- _TASK_
The answer must be a single number, namely how many lines in the entries below contain the string "oven".

----

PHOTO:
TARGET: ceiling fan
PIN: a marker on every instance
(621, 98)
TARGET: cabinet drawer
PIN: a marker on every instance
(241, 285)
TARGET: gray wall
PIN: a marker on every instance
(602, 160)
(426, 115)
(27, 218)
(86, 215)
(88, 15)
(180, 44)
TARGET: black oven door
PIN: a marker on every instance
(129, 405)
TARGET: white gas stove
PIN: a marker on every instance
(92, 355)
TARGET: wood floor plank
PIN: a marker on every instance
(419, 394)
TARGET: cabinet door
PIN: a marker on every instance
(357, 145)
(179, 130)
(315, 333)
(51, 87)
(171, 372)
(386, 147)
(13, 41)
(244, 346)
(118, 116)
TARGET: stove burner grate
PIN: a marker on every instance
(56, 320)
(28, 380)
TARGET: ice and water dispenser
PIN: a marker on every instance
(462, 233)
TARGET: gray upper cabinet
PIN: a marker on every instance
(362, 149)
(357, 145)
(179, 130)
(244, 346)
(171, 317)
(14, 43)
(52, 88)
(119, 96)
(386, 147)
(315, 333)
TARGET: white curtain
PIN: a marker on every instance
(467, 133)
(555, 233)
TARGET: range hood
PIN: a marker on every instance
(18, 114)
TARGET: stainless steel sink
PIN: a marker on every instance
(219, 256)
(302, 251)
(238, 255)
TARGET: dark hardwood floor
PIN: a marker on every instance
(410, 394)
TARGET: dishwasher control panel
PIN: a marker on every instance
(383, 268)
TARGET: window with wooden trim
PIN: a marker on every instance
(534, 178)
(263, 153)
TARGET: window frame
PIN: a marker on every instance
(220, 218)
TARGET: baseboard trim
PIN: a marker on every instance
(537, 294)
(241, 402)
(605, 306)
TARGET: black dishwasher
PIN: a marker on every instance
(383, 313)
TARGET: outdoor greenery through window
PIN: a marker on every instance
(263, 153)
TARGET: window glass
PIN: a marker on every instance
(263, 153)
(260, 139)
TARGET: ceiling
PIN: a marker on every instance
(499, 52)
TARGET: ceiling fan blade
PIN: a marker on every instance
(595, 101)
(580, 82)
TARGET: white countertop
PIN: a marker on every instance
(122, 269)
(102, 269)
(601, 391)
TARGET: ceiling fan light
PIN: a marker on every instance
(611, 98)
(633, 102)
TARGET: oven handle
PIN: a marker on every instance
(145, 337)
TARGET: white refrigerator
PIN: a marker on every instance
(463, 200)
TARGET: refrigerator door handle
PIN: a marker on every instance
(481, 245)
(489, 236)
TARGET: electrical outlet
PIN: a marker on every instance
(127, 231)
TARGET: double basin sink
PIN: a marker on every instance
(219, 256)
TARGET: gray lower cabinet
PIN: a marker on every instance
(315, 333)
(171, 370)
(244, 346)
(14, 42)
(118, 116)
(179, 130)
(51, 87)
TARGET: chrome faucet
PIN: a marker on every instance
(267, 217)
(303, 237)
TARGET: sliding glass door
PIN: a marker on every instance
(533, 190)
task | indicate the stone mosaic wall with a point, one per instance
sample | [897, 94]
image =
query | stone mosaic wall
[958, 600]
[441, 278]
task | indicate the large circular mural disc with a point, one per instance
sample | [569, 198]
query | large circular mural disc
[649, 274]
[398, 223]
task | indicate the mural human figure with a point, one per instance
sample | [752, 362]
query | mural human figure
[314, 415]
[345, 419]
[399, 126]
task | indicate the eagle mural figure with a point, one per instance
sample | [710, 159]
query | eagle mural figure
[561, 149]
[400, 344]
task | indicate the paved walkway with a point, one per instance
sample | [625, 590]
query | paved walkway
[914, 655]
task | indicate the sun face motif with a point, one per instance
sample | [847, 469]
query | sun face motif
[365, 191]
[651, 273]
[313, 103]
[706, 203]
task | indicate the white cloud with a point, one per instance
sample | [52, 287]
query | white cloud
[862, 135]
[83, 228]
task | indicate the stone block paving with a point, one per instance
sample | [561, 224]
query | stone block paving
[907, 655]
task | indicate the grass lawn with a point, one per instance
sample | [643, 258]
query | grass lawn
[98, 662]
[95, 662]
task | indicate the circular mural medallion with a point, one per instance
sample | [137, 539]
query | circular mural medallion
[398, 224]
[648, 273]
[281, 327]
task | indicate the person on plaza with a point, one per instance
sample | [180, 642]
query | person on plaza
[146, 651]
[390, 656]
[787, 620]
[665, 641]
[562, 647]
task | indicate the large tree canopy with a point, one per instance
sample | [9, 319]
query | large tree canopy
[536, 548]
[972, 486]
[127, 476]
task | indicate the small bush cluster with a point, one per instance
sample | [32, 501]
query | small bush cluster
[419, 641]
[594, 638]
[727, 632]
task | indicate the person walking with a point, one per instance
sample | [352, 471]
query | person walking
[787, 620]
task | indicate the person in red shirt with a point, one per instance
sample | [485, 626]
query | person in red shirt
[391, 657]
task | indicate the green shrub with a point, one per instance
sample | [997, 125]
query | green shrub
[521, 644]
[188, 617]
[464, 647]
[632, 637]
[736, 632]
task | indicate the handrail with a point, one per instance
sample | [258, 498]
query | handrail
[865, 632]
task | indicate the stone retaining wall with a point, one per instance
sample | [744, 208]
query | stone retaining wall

----

- _RESULT FOR THIS EXERCISE_
2